> **REQUIRED WORK**
Using the entries below, output exactly the line containing "of the window" and all lines that follow it to the end.

[Items from a data source]
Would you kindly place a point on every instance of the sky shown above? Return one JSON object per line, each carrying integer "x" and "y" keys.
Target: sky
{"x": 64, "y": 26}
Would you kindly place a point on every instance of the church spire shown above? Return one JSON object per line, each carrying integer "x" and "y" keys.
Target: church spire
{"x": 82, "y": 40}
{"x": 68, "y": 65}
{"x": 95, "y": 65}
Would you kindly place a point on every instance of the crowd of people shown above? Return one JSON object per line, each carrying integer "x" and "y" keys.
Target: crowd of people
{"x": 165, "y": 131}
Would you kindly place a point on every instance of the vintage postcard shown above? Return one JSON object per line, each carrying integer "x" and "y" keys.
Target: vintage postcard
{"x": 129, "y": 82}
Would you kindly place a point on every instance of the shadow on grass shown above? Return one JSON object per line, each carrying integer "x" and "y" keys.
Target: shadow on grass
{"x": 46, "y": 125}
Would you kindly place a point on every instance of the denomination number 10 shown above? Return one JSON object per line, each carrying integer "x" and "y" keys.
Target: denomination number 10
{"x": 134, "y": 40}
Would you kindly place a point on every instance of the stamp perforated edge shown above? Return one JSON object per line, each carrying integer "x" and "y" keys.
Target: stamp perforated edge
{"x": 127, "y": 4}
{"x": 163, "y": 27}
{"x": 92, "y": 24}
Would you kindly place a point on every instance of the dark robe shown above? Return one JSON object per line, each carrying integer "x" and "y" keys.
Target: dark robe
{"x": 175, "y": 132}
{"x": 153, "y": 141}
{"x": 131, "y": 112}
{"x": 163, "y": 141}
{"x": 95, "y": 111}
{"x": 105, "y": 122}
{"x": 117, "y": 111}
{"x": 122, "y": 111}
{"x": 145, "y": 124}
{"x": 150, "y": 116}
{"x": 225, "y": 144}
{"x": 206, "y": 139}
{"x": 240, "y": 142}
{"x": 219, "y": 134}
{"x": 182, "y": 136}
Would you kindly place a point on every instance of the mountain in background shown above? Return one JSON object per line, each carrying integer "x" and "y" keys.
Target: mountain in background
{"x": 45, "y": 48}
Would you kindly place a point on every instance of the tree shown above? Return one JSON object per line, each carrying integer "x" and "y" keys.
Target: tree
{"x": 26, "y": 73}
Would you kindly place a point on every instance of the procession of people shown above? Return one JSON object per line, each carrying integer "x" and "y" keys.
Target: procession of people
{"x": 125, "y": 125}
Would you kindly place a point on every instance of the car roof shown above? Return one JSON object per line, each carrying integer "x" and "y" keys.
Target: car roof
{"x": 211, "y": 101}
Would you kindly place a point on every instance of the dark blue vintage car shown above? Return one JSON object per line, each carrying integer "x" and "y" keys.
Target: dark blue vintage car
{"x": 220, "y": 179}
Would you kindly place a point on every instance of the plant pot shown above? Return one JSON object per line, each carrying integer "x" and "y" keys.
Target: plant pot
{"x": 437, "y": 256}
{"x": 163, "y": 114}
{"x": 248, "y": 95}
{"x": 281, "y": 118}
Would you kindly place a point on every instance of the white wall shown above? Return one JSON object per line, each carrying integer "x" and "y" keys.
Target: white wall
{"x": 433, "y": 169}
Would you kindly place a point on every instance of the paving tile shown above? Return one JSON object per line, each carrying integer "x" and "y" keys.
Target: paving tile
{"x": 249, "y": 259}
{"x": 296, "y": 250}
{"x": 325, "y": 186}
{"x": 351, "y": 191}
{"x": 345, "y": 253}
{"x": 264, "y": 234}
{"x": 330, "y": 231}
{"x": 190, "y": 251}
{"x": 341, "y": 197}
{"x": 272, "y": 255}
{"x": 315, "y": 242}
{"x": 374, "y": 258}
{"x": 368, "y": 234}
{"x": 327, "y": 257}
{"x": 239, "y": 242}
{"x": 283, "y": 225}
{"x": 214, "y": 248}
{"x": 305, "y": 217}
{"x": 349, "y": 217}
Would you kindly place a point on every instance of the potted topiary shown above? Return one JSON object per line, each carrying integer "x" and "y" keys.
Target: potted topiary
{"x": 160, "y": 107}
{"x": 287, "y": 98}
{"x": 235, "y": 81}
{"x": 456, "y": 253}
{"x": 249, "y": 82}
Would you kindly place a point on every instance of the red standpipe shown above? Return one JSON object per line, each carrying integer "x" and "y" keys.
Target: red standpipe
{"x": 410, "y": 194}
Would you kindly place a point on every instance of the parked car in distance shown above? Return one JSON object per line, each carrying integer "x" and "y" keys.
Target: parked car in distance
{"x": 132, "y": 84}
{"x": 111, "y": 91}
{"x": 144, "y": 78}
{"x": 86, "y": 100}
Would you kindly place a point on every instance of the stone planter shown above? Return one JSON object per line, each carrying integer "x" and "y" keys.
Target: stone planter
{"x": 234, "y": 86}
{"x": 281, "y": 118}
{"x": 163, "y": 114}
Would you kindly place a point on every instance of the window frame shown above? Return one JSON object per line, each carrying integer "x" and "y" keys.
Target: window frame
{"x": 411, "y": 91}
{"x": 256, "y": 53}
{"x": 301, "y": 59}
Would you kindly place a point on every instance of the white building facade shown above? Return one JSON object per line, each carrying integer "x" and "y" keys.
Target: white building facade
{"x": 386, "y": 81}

> **WRITTEN ANSWER**
Would you kindly place a point on every instance of the window frame shown above? Return one JSON object per line, each carrying integer "x" and "y" keys.
Target: window frame
{"x": 411, "y": 91}
{"x": 256, "y": 53}
{"x": 301, "y": 59}
Would you kindly place a point on every instance of the white building facade shown above? Return one JSON object per line, each carrying integer "x" and "y" keys.
Target: white building facade
{"x": 386, "y": 81}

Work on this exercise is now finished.